Return the entries below in their exact form, leaving the pictures out.

-- Begin INPUT ROWS --

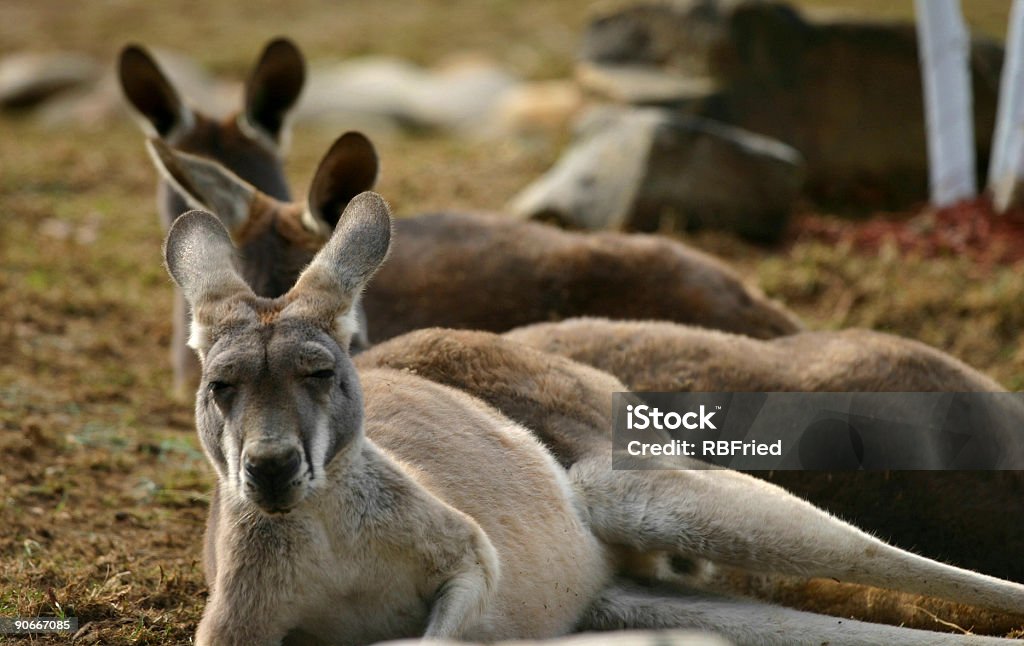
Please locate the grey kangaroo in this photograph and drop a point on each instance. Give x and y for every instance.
(357, 507)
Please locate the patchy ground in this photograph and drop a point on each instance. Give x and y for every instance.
(102, 486)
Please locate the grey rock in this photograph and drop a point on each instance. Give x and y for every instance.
(652, 169)
(847, 94)
(677, 35)
(30, 79)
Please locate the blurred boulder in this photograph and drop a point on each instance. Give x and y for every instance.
(846, 93)
(652, 169)
(29, 79)
(457, 96)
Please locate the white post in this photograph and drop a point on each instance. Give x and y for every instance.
(943, 47)
(1006, 166)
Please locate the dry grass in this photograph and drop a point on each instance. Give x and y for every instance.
(102, 486)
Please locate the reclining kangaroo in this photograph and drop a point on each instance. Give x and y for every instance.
(567, 405)
(933, 513)
(529, 271)
(349, 514)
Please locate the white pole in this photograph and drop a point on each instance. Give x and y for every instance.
(1006, 166)
(943, 47)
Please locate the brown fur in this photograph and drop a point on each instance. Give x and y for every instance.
(971, 519)
(567, 405)
(384, 525)
(525, 272)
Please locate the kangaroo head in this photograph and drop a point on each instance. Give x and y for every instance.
(248, 142)
(276, 239)
(279, 398)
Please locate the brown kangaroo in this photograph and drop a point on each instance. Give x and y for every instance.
(247, 141)
(567, 405)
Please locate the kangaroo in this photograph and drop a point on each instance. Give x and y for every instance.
(935, 513)
(530, 271)
(353, 508)
(248, 142)
(567, 405)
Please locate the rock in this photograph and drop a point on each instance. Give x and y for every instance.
(29, 79)
(460, 96)
(651, 169)
(102, 102)
(645, 85)
(847, 94)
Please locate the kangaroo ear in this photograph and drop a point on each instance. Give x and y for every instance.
(153, 96)
(198, 253)
(349, 168)
(327, 292)
(273, 87)
(205, 184)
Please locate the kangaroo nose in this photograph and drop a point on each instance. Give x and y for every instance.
(268, 471)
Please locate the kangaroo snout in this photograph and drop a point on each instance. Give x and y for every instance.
(270, 476)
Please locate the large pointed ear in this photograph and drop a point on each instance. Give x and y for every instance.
(205, 184)
(153, 96)
(349, 168)
(273, 87)
(199, 253)
(327, 292)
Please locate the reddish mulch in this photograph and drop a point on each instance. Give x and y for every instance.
(971, 228)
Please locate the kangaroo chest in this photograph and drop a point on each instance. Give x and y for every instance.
(361, 597)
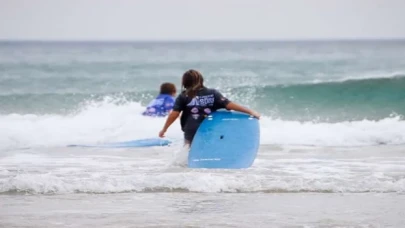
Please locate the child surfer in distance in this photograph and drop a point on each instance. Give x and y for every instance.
(195, 102)
(162, 105)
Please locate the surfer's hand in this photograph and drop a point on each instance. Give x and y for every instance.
(162, 133)
(255, 114)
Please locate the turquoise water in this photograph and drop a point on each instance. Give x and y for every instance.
(333, 92)
(332, 133)
(329, 81)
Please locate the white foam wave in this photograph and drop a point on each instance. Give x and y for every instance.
(194, 182)
(109, 122)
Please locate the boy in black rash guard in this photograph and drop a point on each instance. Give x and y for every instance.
(196, 102)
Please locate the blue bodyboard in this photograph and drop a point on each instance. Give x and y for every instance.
(225, 140)
(134, 143)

-- End INPUT ROWS --

* FULL SOLUTION:
Please locate the grey kangaroo in this photograph and drop a point on each instance. Give x and y for every instance.
(357, 507)
Please locate the patchy ground in this photograph and drop a point on each instance. Give x and y for every instance.
(102, 486)
Please locate the grey rock in this photograph and drop a point on each instance. Give x and y for every instance.
(652, 169)
(847, 94)
(677, 35)
(30, 79)
Please locate the blurred boulder in this photograph and drop a point on each instance. Give x and y for every instance.
(846, 93)
(652, 169)
(29, 79)
(457, 96)
Please locate the white post in this photograph and drop a point on each instance. Give x and y for every instance.
(943, 47)
(1006, 166)
Please locate the dry grass in this photograph and drop a point on each instance. Give x and y for every instance.
(102, 486)
Please locate the reclining kangaroo in this photograph and drop a point on each instance. Give x and y for every instance.
(567, 405)
(933, 513)
(529, 271)
(349, 514)
Please locate the white pole in this photograph and drop a point on each instance. Give x and y for every instance.
(1006, 166)
(943, 47)
Please locate the brown fur in this photograph and drop a point on each instance. Give x and y for every instance.
(971, 519)
(567, 405)
(384, 525)
(525, 272)
Please locate the kangaroo head in this photograph and drop a point on each instance. Give x and y for every instance.
(248, 142)
(276, 239)
(279, 398)
Please locate the brown kangaroo in this photograph and drop a point on each instance. Give x and y for every instance.
(247, 141)
(567, 405)
Please locate the kangaroo in this photograph and drop a point on each instance. Give x and y for every instance.
(935, 513)
(530, 271)
(353, 508)
(248, 142)
(567, 405)
Please locate the rock in this photograph and drop a point on each instance. Give x and y for every instance.
(29, 79)
(460, 96)
(651, 169)
(102, 102)
(645, 85)
(847, 94)
Please locate the kangaroo ear in this photograph and drop a point on each instance. Give x and y for every instance.
(153, 96)
(198, 253)
(349, 168)
(327, 292)
(273, 87)
(205, 184)
Please locate the kangaroo nose in this photograph and drop a point on each instance. Give x and y for every instance.
(268, 471)
Please locate the kangaroo snout in this photograph and drop a point on each instance. Give x and y for every instance.
(270, 476)
Please locate the large pointed ear in this photograph and drop a point on each instance. Give x and y for every instance.
(205, 184)
(153, 96)
(349, 168)
(273, 87)
(199, 253)
(327, 292)
Please locate the reddish mulch in this photograph and drop a point on each instance. Give x and y for every instance.
(971, 228)
Please locate the kangaroo chest in this photograph and drop a point on each instance. Give x and y for every instance.
(361, 597)
Please locate the child surfer in distance in this photograph and drop a point on each instance. Give x and y for every instance.
(195, 102)
(162, 105)
Please locate the surfer's hand in this photograph and drop a point on each instance. Give x and y for every instance.
(162, 133)
(255, 114)
Please locate the turquoise water in this photograph and drop a point on each instance. Give x and y for every instance.
(333, 92)
(332, 133)
(329, 81)
Please locate the white foam wave in this photograph and drop a point on each instance. Give x and y for every instance.
(194, 182)
(109, 122)
Please locate the boy in black rash guard in this photograph and drop a point on each instance. Give x and y for every instance.
(196, 102)
Please locate the blue bodyboard in this photograph and drop a point on each instance. Give x and y for every instance.
(225, 140)
(134, 143)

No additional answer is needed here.